- [Given exercise] Render the lines below as a Markdown table with two columns, "No." for the line number and "Line" for the line itself. Cover only the lines from the line containing "Where can you find the seated" up to and including the line containing "<point>319,20</point>", and omit any blank lines.

- [Provided data]
· · ·

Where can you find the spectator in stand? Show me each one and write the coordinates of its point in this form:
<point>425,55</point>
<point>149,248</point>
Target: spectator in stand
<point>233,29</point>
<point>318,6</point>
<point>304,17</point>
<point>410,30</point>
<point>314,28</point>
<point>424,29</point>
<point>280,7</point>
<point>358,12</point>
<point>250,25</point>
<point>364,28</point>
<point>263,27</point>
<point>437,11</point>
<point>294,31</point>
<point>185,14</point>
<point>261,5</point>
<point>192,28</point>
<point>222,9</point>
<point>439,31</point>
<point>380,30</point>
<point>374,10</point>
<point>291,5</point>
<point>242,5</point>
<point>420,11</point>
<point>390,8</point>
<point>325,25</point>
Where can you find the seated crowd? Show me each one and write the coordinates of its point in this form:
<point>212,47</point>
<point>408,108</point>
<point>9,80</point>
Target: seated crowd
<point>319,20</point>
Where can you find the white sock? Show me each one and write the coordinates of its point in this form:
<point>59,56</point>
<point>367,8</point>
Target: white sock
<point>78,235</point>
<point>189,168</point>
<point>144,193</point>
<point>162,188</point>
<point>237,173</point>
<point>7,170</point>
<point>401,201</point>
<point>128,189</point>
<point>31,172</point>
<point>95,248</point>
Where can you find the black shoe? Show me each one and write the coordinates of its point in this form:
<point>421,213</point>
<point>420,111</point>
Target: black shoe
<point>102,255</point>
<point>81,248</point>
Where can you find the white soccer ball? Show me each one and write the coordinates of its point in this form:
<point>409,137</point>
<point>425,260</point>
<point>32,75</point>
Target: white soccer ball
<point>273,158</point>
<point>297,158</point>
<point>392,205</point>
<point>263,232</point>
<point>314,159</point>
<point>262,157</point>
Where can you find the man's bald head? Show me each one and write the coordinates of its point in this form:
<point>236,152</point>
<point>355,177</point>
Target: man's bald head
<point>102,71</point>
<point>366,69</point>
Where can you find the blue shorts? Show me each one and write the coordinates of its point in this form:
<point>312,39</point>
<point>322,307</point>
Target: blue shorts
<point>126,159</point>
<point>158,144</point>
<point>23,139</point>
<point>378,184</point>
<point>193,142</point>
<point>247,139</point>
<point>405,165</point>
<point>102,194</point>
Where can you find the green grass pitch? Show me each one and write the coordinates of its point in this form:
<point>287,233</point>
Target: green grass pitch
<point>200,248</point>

· · ·

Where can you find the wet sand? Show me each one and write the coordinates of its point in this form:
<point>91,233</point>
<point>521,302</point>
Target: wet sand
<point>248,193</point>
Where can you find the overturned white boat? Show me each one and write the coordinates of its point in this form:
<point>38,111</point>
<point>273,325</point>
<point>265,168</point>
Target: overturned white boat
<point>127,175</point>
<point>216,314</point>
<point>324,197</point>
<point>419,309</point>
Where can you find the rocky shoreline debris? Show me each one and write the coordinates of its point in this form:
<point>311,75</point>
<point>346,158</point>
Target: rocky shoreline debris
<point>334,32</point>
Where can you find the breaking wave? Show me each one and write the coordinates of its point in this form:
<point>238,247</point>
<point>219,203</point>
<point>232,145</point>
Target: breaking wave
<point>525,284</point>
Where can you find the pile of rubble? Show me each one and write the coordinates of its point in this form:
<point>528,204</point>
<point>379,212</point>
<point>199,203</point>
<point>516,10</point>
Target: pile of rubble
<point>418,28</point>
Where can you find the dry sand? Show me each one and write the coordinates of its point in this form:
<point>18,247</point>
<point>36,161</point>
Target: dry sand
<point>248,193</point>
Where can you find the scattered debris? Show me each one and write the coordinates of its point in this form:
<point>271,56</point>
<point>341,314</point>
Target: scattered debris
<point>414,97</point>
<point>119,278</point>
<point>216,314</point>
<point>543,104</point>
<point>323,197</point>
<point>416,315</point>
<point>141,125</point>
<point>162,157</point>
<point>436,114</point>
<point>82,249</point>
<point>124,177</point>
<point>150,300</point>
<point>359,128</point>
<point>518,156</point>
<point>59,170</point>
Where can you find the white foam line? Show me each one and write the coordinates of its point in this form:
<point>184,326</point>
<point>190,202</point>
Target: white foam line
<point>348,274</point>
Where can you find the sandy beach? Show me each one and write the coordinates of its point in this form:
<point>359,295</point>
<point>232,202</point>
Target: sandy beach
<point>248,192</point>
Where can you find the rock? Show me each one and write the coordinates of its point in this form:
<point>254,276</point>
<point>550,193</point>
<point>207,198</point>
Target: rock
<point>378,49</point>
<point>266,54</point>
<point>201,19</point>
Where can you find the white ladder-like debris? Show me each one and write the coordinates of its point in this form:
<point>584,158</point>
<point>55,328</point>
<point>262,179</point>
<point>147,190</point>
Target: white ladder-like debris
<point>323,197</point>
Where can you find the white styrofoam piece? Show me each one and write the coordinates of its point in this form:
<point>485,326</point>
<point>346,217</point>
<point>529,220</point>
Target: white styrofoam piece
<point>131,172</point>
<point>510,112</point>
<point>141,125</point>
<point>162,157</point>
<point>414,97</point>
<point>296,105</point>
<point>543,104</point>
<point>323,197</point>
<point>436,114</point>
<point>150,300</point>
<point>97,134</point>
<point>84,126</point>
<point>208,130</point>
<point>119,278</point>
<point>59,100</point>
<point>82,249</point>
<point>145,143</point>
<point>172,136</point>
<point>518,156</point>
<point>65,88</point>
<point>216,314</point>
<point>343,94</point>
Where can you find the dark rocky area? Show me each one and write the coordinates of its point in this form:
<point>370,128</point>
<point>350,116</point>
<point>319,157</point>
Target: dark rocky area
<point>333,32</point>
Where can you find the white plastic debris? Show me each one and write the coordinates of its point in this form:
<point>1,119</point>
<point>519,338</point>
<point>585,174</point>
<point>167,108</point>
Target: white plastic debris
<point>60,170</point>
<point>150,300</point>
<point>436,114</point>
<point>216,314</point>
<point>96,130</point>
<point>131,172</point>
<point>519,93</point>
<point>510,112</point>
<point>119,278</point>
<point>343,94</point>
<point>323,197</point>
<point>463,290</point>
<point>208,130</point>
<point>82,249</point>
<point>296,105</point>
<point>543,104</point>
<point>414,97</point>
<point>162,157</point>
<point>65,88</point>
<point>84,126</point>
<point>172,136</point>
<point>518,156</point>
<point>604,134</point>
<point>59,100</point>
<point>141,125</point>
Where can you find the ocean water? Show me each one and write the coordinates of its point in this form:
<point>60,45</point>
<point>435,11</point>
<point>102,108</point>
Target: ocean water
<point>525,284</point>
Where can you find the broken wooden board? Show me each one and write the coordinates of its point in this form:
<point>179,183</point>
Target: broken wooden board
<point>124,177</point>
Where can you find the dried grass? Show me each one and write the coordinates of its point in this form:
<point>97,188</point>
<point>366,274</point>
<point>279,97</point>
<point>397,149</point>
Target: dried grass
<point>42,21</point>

· · ·

- [Output of the task]
| No. | Line |
|---|---|
| 1 | Where can you find the seated crowd? Show me each one and write the coordinates of its point in this form: |
| 2 | <point>212,47</point> |
| 3 | <point>408,108</point> |
| 4 | <point>9,80</point> |
| 5 | Target: seated crowd |
| 6 | <point>319,20</point> |